Create BLOOMFILTER Index

Description

A Bloom Filter is a probabilistic data structure used to determine whether an element belongs to a set. This feature allows users to create Bloom Filter indexes in a table to improve query efficiency. For a detailed introduction, refer to Bloomfilter Index

Syntax

CREATE BLOOMFILTER INDEX [IF NOT EXISTS] index_name ON TABLE [schema].table_name(column_name) [COMMENT 'comment'] [PROPERTIES ('key'='value')]

bloomfilter: Index type, using the Bloom filter algorithm.

index_name: The name of the index to be created, located under the schema of the target table. Index names cannot be duplicated within the same schema. The index must be in the same schema as the target table.

schema: Optional parameter, used to specify the schema name of the table.

table_name: The name of the table to create the index on.

column_name: The name of the column to create the index on, currently only single-column indexes are supported.

COMMENT: Optional parameter, used to add a description of the index.

PROPERTIES: Optional parameter, reserved properties for Lakehouse, facilitating the addition of properties in the future.

Reference Documentation

Usage Notes

  1. After adding the BLOOMFILTER INDEX, it will only take effect for newly written data. Existing data requires BUILD INDEX to backfill the index.

- **Task objective**: Reproduce the Bloom filter index documentation above word for word, from its heading through the final usage note.

- **Provided data**:
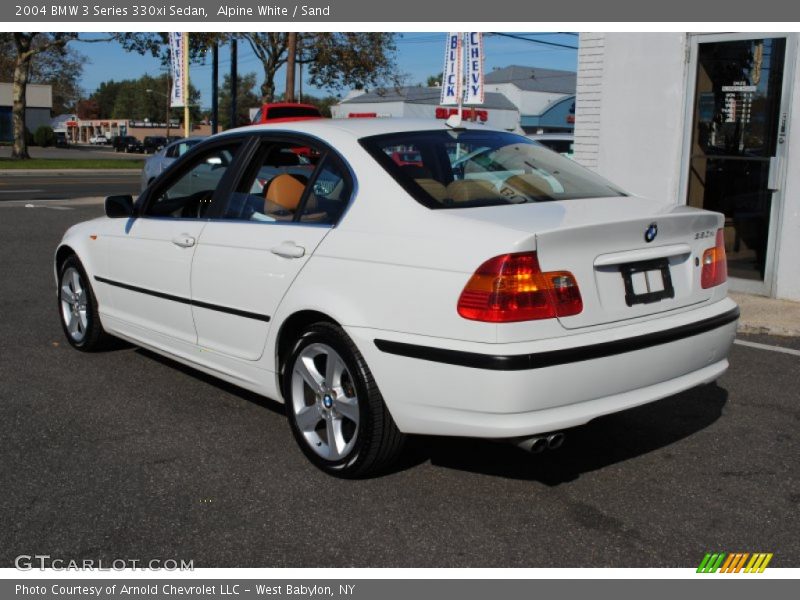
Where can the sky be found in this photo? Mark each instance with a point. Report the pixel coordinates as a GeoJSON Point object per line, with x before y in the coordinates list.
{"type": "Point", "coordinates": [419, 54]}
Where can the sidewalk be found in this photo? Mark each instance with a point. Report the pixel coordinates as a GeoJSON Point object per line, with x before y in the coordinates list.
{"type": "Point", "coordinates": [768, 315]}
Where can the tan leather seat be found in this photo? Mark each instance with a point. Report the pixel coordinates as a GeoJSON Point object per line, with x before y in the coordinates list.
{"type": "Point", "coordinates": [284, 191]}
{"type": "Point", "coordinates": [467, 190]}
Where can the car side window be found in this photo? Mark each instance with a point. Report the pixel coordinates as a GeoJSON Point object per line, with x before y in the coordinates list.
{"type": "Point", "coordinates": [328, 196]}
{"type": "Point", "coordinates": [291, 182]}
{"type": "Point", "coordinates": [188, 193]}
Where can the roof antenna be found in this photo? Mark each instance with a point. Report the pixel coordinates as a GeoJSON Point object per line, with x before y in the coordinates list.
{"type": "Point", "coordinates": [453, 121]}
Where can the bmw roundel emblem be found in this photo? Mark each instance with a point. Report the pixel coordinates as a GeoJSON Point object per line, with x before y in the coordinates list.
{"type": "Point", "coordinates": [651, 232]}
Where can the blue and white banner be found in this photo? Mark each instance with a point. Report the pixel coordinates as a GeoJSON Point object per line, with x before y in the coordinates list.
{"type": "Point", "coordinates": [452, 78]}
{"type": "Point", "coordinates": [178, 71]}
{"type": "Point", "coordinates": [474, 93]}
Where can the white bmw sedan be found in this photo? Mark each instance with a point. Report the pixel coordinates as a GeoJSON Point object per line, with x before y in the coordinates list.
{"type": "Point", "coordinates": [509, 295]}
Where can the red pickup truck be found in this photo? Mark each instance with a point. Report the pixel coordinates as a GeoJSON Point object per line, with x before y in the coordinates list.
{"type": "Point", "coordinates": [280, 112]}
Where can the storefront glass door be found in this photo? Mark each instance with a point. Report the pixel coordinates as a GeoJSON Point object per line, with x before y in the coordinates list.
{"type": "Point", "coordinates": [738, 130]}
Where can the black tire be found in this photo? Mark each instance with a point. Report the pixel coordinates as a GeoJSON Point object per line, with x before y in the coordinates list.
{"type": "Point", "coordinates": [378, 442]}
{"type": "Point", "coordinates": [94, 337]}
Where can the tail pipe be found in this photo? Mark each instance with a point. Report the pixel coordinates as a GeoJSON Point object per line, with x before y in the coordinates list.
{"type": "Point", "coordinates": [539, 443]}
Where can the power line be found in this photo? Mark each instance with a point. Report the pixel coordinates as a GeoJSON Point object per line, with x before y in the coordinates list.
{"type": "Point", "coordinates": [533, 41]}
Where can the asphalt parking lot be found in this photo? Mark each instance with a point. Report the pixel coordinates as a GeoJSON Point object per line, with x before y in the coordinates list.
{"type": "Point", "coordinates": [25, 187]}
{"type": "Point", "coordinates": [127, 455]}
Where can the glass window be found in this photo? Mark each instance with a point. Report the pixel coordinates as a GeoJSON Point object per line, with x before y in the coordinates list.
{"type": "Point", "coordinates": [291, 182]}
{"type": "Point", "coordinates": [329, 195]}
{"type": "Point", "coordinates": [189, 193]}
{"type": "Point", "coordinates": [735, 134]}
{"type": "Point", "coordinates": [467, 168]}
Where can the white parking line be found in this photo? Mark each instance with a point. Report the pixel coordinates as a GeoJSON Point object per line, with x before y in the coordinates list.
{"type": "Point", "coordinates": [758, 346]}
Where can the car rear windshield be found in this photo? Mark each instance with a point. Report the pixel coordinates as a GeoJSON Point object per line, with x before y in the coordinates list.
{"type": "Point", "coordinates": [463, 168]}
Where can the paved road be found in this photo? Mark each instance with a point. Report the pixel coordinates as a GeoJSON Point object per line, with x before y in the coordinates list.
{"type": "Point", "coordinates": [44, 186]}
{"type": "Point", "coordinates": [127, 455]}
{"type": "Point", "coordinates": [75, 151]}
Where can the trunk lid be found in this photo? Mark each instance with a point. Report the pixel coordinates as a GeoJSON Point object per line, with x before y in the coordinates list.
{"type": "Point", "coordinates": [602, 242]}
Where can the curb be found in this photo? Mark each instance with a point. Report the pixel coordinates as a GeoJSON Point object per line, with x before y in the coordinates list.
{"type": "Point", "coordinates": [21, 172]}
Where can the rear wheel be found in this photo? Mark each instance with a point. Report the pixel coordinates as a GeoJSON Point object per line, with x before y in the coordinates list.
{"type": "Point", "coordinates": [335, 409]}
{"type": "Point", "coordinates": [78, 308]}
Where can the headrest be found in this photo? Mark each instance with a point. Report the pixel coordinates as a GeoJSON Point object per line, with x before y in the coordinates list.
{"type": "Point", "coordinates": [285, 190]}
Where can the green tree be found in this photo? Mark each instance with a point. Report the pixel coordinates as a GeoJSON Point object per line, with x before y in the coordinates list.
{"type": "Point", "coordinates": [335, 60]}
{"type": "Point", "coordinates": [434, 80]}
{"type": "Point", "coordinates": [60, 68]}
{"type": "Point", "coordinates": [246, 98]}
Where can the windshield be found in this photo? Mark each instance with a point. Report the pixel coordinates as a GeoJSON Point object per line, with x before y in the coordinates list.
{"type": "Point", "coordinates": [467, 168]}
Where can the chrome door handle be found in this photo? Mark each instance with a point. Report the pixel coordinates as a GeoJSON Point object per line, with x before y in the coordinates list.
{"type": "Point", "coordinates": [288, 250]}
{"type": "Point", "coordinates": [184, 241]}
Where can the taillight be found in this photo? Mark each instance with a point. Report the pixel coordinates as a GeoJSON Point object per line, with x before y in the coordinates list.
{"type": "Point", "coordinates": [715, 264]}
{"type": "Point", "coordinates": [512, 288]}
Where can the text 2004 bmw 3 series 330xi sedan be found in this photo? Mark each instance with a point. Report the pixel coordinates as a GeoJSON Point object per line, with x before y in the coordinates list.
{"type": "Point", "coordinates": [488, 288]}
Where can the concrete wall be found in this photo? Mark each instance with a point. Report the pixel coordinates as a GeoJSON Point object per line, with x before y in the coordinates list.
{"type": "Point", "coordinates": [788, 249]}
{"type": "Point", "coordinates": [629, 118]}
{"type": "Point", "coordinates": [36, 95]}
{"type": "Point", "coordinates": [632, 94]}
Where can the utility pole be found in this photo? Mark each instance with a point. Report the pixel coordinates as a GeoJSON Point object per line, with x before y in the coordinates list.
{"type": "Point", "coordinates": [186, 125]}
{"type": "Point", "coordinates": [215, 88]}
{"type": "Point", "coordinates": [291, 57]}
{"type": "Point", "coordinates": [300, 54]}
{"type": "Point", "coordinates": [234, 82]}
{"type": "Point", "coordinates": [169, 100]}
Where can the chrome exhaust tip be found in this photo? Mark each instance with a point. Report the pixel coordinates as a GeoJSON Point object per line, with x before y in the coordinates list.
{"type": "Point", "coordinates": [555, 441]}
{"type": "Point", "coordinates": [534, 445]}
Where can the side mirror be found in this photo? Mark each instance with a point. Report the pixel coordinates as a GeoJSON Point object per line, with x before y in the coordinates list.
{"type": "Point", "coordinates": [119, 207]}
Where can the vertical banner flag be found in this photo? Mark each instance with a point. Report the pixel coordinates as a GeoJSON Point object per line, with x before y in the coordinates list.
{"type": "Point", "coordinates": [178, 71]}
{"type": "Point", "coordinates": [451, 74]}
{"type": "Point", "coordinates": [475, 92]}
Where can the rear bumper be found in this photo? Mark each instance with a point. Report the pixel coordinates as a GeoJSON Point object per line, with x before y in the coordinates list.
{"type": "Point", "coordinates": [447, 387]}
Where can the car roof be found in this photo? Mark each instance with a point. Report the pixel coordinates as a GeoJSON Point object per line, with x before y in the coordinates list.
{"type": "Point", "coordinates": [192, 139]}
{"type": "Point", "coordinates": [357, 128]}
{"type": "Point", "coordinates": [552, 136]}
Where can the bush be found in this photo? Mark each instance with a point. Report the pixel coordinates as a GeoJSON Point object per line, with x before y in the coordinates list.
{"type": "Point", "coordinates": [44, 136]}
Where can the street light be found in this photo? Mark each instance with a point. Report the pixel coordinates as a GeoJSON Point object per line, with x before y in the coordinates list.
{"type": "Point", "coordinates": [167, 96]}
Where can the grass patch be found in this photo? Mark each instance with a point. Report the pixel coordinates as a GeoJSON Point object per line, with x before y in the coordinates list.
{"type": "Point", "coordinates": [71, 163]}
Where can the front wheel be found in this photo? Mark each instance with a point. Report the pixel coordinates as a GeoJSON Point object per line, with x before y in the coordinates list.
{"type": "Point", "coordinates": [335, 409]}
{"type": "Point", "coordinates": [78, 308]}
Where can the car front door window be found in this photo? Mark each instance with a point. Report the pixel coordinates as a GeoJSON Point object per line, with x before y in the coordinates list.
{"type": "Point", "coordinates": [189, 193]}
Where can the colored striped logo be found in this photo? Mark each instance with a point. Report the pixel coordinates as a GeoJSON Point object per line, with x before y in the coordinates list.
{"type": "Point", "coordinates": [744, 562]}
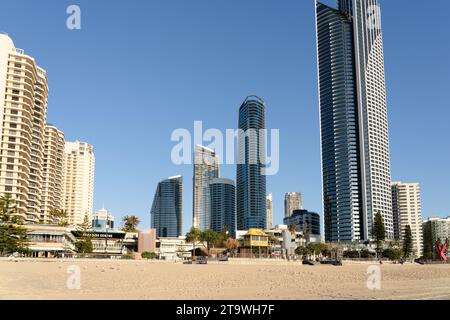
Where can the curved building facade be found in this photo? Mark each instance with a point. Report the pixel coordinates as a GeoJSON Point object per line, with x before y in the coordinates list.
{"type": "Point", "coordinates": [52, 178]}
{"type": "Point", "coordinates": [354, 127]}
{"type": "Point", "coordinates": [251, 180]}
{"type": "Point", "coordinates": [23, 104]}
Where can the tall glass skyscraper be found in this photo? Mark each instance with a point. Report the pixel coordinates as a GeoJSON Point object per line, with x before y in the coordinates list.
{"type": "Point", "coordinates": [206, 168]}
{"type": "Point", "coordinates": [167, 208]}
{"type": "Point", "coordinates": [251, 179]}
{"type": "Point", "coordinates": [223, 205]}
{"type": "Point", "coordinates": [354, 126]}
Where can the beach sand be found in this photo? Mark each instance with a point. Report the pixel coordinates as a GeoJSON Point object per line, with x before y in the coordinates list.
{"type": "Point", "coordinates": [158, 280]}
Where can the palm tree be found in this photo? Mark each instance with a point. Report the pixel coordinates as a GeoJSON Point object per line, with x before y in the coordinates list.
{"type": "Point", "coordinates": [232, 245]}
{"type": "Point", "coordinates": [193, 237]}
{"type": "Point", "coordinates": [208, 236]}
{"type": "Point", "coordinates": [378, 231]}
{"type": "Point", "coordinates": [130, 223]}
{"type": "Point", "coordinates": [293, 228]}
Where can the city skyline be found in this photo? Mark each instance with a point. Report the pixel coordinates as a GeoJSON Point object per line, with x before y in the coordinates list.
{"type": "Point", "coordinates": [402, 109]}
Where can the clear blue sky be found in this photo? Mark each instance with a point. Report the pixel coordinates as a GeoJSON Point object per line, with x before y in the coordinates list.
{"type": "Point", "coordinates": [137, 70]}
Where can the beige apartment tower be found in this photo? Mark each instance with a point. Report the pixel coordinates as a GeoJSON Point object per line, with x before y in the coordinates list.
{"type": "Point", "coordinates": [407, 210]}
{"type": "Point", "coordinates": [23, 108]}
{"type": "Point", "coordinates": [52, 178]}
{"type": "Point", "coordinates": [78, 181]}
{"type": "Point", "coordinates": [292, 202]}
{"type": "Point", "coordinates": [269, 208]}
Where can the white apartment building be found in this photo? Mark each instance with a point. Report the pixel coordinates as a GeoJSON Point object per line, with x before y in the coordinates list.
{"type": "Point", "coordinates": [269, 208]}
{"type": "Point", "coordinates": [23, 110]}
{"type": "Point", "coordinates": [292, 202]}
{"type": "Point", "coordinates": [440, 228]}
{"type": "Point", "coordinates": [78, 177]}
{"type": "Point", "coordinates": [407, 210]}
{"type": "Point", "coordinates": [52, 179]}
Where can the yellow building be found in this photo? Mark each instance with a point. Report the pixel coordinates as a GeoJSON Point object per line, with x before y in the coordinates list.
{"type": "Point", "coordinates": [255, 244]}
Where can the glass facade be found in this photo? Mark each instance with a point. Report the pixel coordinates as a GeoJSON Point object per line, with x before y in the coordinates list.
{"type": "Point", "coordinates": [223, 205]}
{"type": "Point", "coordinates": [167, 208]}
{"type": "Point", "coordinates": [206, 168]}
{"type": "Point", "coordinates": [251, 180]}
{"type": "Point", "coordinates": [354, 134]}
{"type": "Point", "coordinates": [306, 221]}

- **Solved problem**:
Create BLOOMFILTER Index

Description

A Bloom Filter is a probabilistic data structure used to determine whether an element belongs to a set. This feature allows users to create Bloom Filter indexes in a table to improve query efficiency. For a detailed introduction, refer to Bloomfilter Index

Syntax

CREATE BLOOMFILTER INDEX [IF NOT EXISTS] index_name ON TABLE [schema].table_name(column_name) [COMMENT 'comment'] [PROPERTIES ('key'='value')]

bloomfilter: Index type, using the Bloom filter algorithm.

index_name: The name of the index to be created, located under the schema of the target table. Index names cannot be duplicated within the same schema. The index must be in the same schema as the target table.

schema: Optional parameter, used to specify the schema name of the table.

table_name: The name of the table to create the index on.

column_name: The name of the column to create the index on, currently only single-column indexes are supported.

COMMENT: Optional parameter, used to add a description of the index.

PROPERTIES: Optional parameter, reserved properties for Lakehouse, facilitating the addition of properties in the future.

Reference Documentation

Usage Notes

  1. After adding the BLOOMFILTER INDEX, it will only take effect for newly written data. Existing data requires BUILD INDEX to backfill the index.